### [WORK ORDER]
Output every line below as it stands, dropping only the images.

─── DATASET

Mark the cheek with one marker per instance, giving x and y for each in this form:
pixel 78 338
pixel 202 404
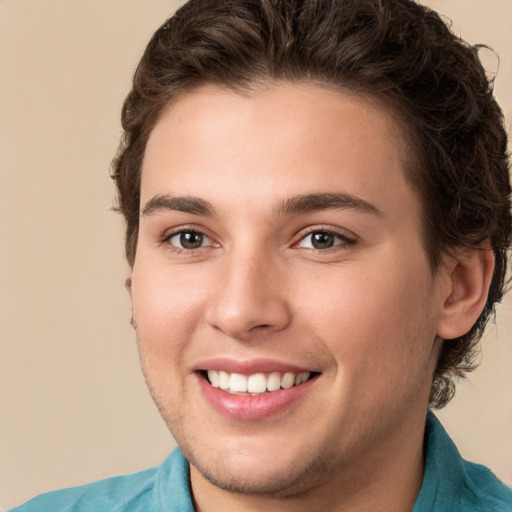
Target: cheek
pixel 373 317
pixel 166 309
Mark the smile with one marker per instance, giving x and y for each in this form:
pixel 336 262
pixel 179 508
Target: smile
pixel 256 383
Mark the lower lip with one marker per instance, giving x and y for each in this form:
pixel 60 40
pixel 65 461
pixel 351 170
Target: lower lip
pixel 246 407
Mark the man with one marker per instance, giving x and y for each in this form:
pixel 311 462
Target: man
pixel 317 203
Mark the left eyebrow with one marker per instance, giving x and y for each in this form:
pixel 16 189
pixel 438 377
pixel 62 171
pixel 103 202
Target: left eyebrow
pixel 310 203
pixel 187 204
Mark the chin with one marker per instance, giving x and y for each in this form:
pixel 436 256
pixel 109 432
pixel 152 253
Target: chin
pixel 254 472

──────

### [RESULT FOR THIS TASK]
Mark the cheek with one marker per instance, giving x and y for each in this form:
pixel 78 338
pixel 202 404
Target: cheek
pixel 373 317
pixel 166 309
Mark the smile with one marker per instance, giving x and y for each in this form:
pixel 336 262
pixel 179 508
Target: smile
pixel 256 383
Mark the lower lip with one marker per instance, giving x and y for each in this form:
pixel 60 40
pixel 65 461
pixel 351 170
Target: lower lip
pixel 246 407
Mark the man with one marker per instance, giving x and y for each in this form:
pixel 311 462
Target: man
pixel 317 203
Mark the left eyebrow with one marker per instance, giving x and y for each in this form:
pixel 16 189
pixel 438 377
pixel 62 171
pixel 103 202
Target: left eyebrow
pixel 310 203
pixel 187 204
Mark the chin with one marker per instance, giving x and y for each in this form:
pixel 436 256
pixel 109 432
pixel 152 253
Target: chin
pixel 254 472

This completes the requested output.